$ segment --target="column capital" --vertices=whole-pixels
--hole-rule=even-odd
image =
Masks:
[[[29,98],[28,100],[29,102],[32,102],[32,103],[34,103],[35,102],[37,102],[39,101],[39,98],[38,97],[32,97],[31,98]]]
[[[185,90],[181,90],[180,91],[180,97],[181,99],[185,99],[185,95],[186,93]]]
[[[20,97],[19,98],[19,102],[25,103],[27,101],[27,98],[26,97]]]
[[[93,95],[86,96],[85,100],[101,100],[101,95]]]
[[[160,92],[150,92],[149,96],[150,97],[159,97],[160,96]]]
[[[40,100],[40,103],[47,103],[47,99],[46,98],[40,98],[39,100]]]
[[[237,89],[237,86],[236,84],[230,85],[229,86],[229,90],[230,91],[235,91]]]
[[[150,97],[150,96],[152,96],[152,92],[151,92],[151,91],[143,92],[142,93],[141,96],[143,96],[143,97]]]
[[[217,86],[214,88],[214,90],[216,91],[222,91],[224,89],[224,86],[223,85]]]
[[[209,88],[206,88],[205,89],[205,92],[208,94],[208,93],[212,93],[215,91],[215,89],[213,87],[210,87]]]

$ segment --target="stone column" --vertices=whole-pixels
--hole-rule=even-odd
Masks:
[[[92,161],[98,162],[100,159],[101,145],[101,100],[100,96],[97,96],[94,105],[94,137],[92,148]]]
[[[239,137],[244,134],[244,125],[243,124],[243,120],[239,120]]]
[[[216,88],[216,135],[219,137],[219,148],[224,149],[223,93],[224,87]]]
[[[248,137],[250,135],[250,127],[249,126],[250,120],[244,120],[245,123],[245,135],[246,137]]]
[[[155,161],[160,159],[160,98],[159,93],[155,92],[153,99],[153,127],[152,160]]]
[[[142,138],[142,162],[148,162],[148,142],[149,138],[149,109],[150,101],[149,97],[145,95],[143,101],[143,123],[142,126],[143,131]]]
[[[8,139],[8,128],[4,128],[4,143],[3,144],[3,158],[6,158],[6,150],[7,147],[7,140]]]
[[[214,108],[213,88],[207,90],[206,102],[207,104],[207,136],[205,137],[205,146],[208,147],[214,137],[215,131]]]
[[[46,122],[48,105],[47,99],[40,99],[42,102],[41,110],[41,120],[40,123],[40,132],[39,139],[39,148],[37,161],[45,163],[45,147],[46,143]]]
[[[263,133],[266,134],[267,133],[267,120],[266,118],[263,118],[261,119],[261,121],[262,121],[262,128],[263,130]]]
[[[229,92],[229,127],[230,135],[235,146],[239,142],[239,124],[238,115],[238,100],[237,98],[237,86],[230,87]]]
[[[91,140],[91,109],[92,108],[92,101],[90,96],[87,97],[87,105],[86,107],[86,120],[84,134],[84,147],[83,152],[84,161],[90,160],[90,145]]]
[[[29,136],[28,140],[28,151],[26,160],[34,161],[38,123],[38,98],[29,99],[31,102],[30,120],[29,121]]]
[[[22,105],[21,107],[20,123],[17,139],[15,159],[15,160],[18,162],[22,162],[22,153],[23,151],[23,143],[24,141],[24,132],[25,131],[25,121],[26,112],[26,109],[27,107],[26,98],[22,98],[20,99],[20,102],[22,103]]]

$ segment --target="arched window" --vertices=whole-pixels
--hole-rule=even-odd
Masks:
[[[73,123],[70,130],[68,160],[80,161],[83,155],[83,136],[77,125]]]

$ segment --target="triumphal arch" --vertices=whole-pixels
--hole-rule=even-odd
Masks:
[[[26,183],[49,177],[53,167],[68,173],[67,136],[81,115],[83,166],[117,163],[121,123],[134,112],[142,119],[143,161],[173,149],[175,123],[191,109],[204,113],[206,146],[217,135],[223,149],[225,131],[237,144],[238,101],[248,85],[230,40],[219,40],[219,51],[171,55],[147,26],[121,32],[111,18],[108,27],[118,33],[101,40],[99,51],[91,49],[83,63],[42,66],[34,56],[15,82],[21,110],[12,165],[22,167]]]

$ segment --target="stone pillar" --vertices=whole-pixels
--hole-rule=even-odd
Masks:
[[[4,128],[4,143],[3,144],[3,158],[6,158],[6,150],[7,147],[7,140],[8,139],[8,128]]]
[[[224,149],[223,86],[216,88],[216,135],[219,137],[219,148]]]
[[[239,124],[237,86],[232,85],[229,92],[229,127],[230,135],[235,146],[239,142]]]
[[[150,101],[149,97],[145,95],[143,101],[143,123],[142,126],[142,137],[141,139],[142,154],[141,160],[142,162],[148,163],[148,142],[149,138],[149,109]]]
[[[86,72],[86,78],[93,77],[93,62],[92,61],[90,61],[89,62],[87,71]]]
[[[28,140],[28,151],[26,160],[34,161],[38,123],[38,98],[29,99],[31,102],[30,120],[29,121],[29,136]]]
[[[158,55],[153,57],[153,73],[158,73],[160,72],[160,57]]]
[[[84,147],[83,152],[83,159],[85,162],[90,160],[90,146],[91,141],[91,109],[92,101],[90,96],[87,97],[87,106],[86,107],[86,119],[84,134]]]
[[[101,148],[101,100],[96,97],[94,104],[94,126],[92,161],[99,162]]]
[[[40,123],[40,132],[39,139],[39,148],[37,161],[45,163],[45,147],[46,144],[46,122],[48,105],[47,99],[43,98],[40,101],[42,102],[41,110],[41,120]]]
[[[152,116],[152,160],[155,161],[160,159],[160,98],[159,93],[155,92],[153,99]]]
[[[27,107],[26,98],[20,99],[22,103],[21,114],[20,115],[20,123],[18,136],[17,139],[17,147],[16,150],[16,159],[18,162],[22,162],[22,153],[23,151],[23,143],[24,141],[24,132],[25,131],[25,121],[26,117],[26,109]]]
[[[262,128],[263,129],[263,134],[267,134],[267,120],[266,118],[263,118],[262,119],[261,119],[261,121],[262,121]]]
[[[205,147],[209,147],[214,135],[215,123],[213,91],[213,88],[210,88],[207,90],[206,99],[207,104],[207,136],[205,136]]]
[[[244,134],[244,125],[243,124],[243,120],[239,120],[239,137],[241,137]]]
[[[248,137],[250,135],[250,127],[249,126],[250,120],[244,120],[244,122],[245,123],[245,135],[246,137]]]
* * *
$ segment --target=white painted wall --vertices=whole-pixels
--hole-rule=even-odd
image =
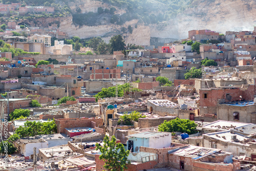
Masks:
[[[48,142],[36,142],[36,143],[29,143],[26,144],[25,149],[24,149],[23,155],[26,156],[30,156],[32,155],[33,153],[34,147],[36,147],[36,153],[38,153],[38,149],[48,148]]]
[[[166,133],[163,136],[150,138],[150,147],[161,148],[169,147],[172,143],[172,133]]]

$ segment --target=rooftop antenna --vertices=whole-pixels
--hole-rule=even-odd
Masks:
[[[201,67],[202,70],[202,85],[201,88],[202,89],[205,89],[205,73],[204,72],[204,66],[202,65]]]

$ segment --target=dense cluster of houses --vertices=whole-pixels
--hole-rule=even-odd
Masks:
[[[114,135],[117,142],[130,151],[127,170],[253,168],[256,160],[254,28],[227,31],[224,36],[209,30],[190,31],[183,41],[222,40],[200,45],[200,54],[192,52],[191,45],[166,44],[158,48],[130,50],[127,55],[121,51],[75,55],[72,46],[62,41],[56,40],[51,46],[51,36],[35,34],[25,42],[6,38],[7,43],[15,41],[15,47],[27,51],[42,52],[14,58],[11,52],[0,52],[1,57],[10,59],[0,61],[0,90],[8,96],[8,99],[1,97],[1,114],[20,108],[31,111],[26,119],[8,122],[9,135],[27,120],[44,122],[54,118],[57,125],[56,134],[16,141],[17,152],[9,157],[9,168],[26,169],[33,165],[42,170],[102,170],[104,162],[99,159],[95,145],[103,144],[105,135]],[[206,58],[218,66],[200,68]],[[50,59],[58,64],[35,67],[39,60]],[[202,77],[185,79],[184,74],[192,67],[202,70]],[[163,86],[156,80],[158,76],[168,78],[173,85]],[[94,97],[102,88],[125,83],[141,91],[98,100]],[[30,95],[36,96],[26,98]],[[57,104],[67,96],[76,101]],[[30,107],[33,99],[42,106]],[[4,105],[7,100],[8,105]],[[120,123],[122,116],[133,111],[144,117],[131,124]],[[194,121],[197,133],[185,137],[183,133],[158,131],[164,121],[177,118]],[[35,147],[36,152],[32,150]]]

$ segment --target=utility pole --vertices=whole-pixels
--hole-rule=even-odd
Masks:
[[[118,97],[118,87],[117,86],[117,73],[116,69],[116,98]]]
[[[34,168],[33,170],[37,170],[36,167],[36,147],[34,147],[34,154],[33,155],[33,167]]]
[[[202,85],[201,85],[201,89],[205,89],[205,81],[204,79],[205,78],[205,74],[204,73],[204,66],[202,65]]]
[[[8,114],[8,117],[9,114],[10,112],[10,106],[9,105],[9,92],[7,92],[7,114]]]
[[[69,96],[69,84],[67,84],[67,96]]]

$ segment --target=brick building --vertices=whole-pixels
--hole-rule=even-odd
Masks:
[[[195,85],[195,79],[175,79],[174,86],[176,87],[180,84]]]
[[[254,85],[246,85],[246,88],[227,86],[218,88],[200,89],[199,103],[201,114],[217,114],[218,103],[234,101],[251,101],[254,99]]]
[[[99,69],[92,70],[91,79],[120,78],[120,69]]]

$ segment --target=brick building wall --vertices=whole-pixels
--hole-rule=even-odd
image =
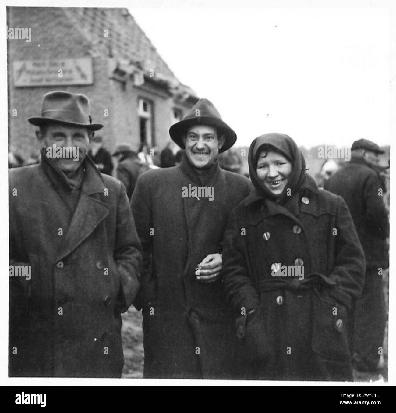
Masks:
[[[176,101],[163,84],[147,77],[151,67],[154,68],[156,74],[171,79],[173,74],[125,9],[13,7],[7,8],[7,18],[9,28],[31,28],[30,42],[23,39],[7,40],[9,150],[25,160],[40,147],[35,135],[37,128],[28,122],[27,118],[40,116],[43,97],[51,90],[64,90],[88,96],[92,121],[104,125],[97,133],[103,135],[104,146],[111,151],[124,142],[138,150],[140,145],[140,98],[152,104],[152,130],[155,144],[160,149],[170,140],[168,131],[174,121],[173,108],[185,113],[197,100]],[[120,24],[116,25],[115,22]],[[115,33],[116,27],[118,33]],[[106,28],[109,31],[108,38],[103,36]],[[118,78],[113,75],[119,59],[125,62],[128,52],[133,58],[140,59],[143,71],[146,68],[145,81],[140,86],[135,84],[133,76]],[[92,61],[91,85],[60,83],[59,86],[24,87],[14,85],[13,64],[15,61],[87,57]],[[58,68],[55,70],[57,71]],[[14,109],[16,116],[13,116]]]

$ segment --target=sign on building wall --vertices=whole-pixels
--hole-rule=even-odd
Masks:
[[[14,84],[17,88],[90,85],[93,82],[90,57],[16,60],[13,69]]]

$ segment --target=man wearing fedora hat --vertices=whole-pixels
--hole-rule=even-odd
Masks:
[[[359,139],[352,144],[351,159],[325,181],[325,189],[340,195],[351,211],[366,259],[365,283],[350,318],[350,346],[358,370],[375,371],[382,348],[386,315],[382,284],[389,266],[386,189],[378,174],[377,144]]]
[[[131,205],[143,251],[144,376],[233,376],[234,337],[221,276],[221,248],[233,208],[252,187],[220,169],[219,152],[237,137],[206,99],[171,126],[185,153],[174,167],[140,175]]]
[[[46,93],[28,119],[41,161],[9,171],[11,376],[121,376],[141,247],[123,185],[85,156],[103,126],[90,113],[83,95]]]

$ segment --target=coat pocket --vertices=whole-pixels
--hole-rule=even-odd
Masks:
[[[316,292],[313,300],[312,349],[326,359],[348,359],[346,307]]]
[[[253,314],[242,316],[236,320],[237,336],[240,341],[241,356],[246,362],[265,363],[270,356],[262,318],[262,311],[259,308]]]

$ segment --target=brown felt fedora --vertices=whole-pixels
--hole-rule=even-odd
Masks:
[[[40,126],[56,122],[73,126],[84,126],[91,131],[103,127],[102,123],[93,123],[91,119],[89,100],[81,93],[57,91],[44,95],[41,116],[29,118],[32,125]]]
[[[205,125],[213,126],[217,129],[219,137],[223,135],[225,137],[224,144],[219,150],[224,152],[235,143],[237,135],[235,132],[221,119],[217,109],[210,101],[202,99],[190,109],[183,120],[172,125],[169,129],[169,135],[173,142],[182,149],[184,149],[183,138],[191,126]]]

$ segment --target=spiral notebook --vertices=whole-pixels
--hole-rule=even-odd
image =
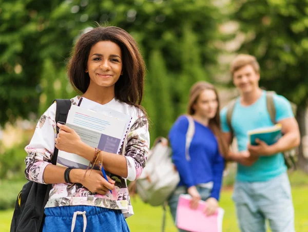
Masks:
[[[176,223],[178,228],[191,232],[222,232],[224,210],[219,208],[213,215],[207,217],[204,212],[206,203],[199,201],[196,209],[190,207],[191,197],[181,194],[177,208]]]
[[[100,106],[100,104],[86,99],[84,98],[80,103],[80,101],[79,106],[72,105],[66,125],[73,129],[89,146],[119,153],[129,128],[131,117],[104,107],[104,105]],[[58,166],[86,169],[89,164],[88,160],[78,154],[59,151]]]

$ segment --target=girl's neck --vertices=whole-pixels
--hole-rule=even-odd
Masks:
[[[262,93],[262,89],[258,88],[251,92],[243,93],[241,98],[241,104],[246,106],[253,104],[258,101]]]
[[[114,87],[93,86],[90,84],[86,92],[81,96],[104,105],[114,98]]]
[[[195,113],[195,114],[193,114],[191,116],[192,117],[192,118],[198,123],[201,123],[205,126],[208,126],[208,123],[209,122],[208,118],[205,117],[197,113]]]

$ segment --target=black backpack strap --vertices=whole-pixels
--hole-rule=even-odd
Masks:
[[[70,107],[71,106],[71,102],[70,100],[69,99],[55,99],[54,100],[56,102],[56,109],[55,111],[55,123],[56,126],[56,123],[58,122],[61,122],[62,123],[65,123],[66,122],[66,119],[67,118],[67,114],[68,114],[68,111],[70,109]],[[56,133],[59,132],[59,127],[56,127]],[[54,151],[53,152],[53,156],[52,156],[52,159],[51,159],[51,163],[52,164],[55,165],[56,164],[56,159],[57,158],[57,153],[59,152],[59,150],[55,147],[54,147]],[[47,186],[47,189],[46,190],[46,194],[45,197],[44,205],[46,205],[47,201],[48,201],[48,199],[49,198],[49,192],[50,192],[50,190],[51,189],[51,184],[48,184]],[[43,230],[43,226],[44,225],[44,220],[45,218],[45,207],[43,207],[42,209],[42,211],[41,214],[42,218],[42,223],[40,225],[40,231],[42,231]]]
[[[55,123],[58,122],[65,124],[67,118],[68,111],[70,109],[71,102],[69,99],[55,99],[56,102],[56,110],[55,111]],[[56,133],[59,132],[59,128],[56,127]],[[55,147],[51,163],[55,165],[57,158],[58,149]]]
* * *
§ **WRITTEN PROBLEM**: List every line in the entries above that contains the string "stone", matching case exactly.

§ **WRITTEN RESPONSE**:
$ segment --target="stone column" --vertices=whole-pixels
$ segment --target="stone pillar" --vertices=whole-pixels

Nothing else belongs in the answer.